- Task requirements
Your answer must consist solely of the lines from the start of the entries below through the line with "509L370 516L385 505L366", unchanged.
** Data follows **
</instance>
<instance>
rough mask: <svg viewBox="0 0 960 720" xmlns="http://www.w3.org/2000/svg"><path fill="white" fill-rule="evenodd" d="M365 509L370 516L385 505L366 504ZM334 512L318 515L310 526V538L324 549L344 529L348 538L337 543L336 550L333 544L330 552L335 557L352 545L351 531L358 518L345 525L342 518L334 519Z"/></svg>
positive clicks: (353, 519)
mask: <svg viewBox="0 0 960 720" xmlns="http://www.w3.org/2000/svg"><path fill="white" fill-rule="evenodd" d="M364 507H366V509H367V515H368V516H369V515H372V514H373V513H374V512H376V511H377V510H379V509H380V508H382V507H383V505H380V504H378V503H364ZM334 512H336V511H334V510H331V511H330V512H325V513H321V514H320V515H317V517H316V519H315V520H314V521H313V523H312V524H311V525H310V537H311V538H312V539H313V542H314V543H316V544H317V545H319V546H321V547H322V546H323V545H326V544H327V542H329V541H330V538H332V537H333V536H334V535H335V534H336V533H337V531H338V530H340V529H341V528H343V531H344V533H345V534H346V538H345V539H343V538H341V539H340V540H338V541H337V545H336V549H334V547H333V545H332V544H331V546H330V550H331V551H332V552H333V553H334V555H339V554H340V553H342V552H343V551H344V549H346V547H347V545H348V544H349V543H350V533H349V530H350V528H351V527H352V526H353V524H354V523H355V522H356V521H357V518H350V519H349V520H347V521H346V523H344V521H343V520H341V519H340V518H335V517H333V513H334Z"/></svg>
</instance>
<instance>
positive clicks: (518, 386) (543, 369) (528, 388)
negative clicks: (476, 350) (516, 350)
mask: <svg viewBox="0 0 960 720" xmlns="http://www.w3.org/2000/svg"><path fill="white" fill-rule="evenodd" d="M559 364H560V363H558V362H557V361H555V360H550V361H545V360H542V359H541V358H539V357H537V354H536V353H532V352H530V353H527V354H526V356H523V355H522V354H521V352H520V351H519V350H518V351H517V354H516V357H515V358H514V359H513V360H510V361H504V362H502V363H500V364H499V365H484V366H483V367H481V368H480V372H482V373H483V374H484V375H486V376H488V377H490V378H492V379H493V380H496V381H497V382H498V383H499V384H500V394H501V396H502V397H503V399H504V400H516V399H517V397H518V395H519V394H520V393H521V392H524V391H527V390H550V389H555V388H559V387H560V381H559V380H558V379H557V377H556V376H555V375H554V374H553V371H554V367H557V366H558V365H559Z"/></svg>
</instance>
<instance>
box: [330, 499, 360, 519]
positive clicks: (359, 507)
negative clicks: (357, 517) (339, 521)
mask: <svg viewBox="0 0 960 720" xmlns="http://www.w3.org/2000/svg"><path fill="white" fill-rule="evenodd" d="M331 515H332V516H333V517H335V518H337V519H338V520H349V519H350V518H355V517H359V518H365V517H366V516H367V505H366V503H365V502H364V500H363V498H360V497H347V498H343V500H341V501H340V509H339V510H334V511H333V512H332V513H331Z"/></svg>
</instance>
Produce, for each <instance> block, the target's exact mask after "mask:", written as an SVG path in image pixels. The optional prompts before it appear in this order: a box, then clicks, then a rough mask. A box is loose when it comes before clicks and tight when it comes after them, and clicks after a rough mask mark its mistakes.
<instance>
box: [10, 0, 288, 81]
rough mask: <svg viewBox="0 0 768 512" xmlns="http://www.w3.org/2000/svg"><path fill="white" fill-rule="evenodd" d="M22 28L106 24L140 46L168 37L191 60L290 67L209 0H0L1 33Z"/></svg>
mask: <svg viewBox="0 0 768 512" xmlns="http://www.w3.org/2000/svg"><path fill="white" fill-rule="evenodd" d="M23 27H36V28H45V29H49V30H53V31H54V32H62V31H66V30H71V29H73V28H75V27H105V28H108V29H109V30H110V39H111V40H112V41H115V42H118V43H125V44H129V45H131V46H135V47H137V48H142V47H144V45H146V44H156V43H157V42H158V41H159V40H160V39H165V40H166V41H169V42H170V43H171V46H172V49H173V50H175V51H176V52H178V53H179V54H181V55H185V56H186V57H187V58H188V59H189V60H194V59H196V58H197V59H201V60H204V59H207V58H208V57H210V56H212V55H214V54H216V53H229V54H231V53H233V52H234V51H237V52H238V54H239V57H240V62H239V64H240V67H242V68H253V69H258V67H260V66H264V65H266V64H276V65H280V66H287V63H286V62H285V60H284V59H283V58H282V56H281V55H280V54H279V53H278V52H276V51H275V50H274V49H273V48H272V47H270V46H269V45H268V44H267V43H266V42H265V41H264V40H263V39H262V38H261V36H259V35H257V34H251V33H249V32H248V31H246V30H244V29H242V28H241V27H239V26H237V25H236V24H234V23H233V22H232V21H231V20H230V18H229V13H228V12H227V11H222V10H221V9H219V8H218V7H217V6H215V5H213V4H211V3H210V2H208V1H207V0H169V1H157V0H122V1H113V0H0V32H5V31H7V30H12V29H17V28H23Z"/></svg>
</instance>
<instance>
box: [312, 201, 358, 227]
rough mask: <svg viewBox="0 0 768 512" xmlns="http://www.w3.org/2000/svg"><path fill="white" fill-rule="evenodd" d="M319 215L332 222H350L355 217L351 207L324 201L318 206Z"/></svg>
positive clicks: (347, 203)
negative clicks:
** End of Data **
- Response area
</instance>
<instance>
rough mask: <svg viewBox="0 0 960 720" xmlns="http://www.w3.org/2000/svg"><path fill="white" fill-rule="evenodd" d="M365 509L370 516L385 505L366 504ZM334 512L318 515L310 526V538L324 549L344 529L348 538L337 543L336 550L333 544L330 552L335 557L352 545L351 531L358 518L345 525L342 518L334 519Z"/></svg>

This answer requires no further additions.